WHAT IS EXPECTED - Copy the data below character for character, every line included.

********

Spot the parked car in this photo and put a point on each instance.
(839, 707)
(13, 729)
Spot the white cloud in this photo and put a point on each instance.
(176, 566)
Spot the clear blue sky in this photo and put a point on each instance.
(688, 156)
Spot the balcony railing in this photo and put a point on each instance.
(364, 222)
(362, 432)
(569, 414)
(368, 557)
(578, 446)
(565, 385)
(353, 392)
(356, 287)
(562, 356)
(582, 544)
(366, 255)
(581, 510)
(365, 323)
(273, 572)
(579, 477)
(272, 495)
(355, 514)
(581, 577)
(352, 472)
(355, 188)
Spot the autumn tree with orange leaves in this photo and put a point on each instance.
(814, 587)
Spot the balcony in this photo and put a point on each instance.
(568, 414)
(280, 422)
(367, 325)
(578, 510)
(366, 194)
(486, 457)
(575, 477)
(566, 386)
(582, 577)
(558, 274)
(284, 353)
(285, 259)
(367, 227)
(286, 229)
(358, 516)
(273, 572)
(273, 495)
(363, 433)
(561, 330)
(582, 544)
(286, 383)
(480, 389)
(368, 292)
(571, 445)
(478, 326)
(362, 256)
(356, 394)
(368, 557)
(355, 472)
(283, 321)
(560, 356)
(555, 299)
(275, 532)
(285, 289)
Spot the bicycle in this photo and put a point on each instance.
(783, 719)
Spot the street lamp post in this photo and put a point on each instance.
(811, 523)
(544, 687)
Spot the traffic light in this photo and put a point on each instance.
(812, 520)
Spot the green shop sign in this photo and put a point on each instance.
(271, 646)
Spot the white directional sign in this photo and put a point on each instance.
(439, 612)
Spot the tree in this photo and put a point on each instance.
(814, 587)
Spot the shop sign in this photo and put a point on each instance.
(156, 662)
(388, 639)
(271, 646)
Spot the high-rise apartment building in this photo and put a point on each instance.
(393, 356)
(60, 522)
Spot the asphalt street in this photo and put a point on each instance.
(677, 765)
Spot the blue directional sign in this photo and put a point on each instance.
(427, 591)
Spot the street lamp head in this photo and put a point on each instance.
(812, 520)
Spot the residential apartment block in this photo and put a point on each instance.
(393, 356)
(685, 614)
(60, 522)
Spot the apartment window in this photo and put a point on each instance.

********

SOLUTION FOR THIS TASK -
Spot the parked car in this photo and put a point on each instance.
(839, 707)
(13, 729)
Spot the white cloud in this photo and put a point on each instance.
(176, 566)
Spot the clear blue sky in this photo and put a point on each instance.
(688, 156)
Spot the balcony railing in this photo and put a point on each instance.
(364, 222)
(362, 432)
(569, 414)
(368, 557)
(578, 446)
(565, 385)
(353, 392)
(356, 287)
(562, 356)
(582, 544)
(366, 255)
(581, 510)
(365, 323)
(273, 572)
(579, 477)
(272, 495)
(355, 514)
(581, 577)
(352, 472)
(355, 188)
Spot the autumn tree with orange leaves in this photo and put a point on each instance.
(814, 587)
Spot the balcony in this photo and put a point on each instance.
(568, 414)
(280, 422)
(367, 325)
(578, 510)
(366, 194)
(486, 457)
(575, 477)
(566, 386)
(582, 577)
(558, 274)
(284, 353)
(285, 259)
(367, 227)
(286, 229)
(358, 516)
(273, 572)
(273, 495)
(363, 433)
(561, 330)
(582, 544)
(286, 383)
(480, 389)
(368, 292)
(571, 445)
(478, 326)
(362, 256)
(356, 394)
(368, 557)
(355, 472)
(283, 321)
(560, 356)
(555, 299)
(275, 532)
(285, 289)
Spot the bicycle in this photo and put a point on each instance.
(783, 719)
Spot the street lamp post in this photo and put a point on each instance.
(811, 523)
(544, 687)
Spot the traffic light in this photo and put a point on each instance.
(812, 520)
Spot the green shop sign in this photo and put a point on each instance.
(271, 646)
Spot the white directional sign in this photo and put a point on each instance.
(439, 612)
Spot the tree in this photo and put a point on each instance.
(814, 587)
Spot the shop sign in this photo and put a point on each instance.
(156, 662)
(388, 639)
(271, 646)
Spot the high-rise apartment building in this photo and put a point on each instance.
(393, 356)
(60, 522)
Spot the asphalt street in this photo and put a point on each instance.
(677, 765)
Spot the blue directional sign in this photo and put a point on each instance.
(427, 591)
Spot the street lamp head in this photo and put a point on each instance.
(812, 520)
Spot the residential apartment block in this photo and put a point on each instance.
(393, 356)
(685, 614)
(60, 522)
Spot the apartment window in this photo and put a point on each instance.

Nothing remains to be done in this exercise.